# [Objective]
Nothing other than the lines from the one containing "Exercise. Mark every instance of the stall" through the close of the entries below should be printed, each exactly.

# [Records supplied]
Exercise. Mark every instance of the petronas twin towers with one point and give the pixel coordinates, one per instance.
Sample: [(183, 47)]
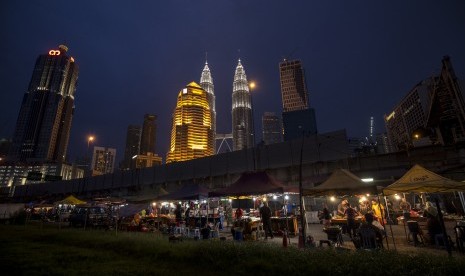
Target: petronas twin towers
[(194, 120), (242, 119)]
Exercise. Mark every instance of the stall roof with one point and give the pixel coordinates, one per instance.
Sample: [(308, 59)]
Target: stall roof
[(70, 200), (190, 191), (421, 180), (253, 183), (341, 182), (147, 195)]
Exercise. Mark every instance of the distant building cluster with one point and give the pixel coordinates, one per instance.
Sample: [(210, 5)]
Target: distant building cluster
[(433, 112)]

# [Correct response]
Exercise. Mark every instance of the stall roof with one point and give the pixel coordinates, one per instance.
Sample: [(308, 59)]
Target: stall roof
[(70, 200), (190, 191), (421, 180), (253, 183), (341, 182), (147, 195)]
Exercise. Mark every instance of the distant building cluster with one point and give the pixel coordinates, one per instance.
Sample: [(210, 5)]
Target: distant building cluster
[(433, 112)]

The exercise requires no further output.